**WHAT IS BEING ASKED:** How many of the lines that follow contain the word "below"? Reply with the number alone.

**RECORDED INFORMATION:**
•••
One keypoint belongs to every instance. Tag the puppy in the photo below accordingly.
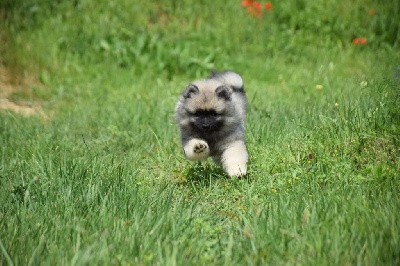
•••
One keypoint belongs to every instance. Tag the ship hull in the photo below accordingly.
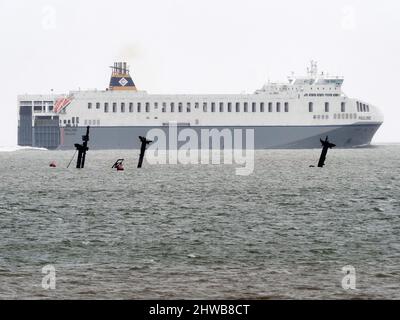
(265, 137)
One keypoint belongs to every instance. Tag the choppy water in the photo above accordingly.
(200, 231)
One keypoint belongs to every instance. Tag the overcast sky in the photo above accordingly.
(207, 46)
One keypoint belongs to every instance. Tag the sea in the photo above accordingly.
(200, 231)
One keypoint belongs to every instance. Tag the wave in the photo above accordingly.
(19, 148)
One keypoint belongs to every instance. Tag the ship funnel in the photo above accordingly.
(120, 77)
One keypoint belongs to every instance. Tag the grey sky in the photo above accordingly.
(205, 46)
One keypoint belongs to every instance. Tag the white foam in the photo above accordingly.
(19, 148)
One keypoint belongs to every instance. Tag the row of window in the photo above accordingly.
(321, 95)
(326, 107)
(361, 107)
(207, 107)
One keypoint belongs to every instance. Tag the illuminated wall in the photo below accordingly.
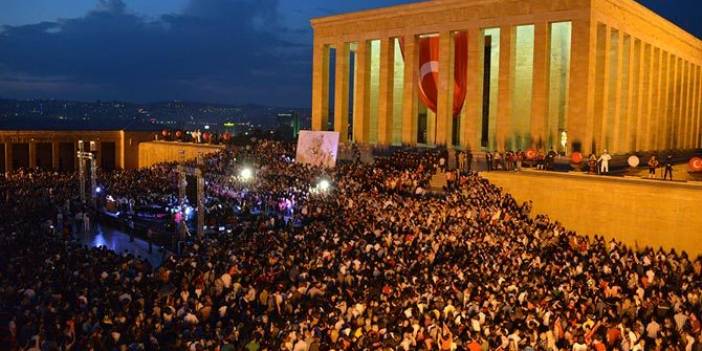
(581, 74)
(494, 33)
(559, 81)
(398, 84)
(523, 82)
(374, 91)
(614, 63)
•••
**CORRECT ANSWER:** 3